> _Selected passage_:
--------
I've been back and forth with various PCB manufacturers this week regarding their 'standard' 6-layer configurations. The following diagram represents the configuration I'm after:

 

 

I only need 3 signal layers, and want each to have a closely coupled GND. From my discussions with the various manufacturers, it seems that the above stack isn't typically catered for in 'standard' configurations, as I've not had much luck determining a suitable configuration. The below is the closest I've come across (outside of going with a custom layer configuration):

 

 

My concern with the above, for which I'm seeking some input, is the spacing of the internal layers. In the top image, the separation between layers 3 and 4 is quite pronounced, to ensure the top GND plane (layer 2) is closely coupled to the second signal layer (layer 3). In the above stack, this separation is 14 mil, while the 'coupling' between layers 3 and 2 is 13 mil, which seems like much less of a pronounced separation than I would expect.
--------
> _Items_:
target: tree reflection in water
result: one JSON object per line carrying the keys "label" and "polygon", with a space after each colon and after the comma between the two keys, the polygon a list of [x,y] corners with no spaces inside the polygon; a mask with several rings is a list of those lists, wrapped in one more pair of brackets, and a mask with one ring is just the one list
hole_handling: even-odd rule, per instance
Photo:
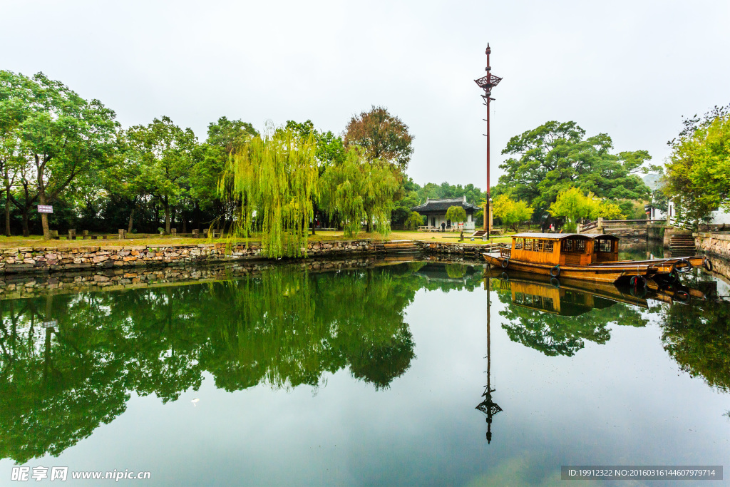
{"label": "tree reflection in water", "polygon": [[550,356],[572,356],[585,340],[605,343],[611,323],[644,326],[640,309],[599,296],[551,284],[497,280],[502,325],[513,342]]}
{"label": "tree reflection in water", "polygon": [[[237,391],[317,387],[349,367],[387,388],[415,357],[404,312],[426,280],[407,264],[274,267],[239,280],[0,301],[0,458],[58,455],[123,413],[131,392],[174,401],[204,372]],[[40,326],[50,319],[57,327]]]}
--------
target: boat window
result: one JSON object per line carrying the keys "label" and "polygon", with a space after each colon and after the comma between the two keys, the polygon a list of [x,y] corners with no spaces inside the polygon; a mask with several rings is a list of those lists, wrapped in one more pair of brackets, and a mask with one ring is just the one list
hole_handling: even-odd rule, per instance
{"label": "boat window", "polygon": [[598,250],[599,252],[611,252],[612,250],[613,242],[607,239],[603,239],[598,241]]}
--------
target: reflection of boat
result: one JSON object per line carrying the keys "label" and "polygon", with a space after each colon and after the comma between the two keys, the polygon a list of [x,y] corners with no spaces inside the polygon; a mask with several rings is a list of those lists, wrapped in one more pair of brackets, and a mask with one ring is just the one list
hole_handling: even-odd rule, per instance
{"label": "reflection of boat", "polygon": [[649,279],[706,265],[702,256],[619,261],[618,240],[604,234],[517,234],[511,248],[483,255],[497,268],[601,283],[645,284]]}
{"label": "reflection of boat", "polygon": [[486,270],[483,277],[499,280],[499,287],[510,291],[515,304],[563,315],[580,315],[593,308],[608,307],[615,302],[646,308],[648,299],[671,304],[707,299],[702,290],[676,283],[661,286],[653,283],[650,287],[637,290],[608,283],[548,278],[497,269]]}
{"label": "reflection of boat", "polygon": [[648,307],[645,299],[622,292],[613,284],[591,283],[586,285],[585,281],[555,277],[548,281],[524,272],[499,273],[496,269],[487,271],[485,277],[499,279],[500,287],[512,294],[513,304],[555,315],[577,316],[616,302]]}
--------
> _Complete the following_:
**1)** Answer these questions about the PCB stackup post, one per line:
(a) How many signal layers does the writer need?
(b) In the closest stack found, how far apart are layers 3 and 4?
(c) In that same stack, what is the coupling between layers 3 and 2?
**2)** Rename "separation" to "gap" in the PCB stackup post, starting at "My concern with" and ending at "I would expect.".
**3)** List every layer that the final paragraph of the PCB stackup post identifies by number.

> _Expected answers_:
**1)**
(a) 3
(b) 14 mil
(c) 13 mil

**2)**
My concern with the above, for which I'm seeking some input, is the spacing of the internal layers. In the top image, the gap between layers 3 and 4 is quite pronounced, to ensure the top GND plane (layer 2) is closely coupled to the second signal layer (layer 3). In the above stack, this gap is 14 mil, while the 'coupling' between layers 3 and 2 is 13 mil, which seems like much less of a pronounced gap than I would expect.

**3)** Layer 2, layer 3, layer 4